What you have to do: Print out every entry, keeping each line identical to the original.

Stored data:
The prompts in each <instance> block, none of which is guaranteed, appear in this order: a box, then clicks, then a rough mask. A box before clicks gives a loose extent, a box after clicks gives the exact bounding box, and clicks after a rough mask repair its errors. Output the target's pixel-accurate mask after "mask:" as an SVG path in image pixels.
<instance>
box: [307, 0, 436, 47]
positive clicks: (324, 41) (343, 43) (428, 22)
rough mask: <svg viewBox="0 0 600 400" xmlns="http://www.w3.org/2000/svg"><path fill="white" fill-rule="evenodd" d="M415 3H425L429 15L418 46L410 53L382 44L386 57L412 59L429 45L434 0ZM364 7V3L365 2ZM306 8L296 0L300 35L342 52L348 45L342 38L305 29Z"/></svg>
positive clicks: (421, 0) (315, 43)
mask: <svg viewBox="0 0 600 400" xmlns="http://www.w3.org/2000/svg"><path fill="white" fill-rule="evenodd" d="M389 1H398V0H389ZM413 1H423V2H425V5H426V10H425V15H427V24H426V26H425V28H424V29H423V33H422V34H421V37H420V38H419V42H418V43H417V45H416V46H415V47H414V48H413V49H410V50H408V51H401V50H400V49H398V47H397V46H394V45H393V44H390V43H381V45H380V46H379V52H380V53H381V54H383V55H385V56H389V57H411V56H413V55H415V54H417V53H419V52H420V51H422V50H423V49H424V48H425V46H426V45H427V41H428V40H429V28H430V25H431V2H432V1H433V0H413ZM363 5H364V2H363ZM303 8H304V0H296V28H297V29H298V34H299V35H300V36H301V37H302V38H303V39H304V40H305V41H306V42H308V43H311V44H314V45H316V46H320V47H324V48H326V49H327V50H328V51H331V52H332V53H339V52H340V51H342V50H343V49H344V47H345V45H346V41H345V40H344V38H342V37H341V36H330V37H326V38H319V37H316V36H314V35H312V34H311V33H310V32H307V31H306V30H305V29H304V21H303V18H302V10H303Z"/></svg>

Result for this exercise:
The prompts in each <instance> block, none of which is guaranteed, appear in this order: a box, then clicks, then a rough mask. A box before clicks gives a loose extent, a box after clicks gives the exact bounding box, and clicks after a rough mask repair its errors. Output the target's pixel-accurate mask after "mask:" as an SVG path in image pixels.
<instance>
box: [307, 0, 436, 47]
positive clicks: (324, 41) (343, 43) (428, 22)
rough mask: <svg viewBox="0 0 600 400" xmlns="http://www.w3.org/2000/svg"><path fill="white" fill-rule="evenodd" d="M415 3H425L429 15L418 46L410 53L382 44L386 57L412 59L429 45L434 0ZM364 7V3L365 2ZM306 8L296 0L300 35L342 52L348 45L342 38L305 29Z"/></svg>
positive clicks: (421, 0) (315, 43)
mask: <svg viewBox="0 0 600 400" xmlns="http://www.w3.org/2000/svg"><path fill="white" fill-rule="evenodd" d="M389 1H398V0H389ZM413 1H423V2H425V5H426V10H425V15H427V24H426V26H425V28H424V29H423V33H422V34H421V37H420V38H419V42H418V43H417V45H416V46H415V47H414V48H413V49H410V50H408V51H401V50H400V49H398V47H397V46H394V45H393V44H390V43H381V45H380V46H379V52H380V53H381V54H383V55H385V56H389V57H411V56H413V55H415V54H417V53H419V52H420V51H422V50H423V49H424V48H425V46H426V45H427V41H428V40H429V28H430V25H431V2H432V1H433V0H413ZM363 5H364V2H363ZM303 8H304V0H296V28H297V29H298V34H299V35H300V36H301V37H302V38H303V39H304V40H305V41H306V42H308V43H311V44H314V45H316V46H320V47H324V48H326V49H327V50H328V51H331V52H332V53H339V52H340V51H342V50H343V49H344V47H345V45H346V41H345V40H344V38H342V37H341V36H330V37H326V38H319V37H316V36H314V35H312V34H311V33H310V32H307V31H306V30H305V29H304V21H303V18H302V10H303Z"/></svg>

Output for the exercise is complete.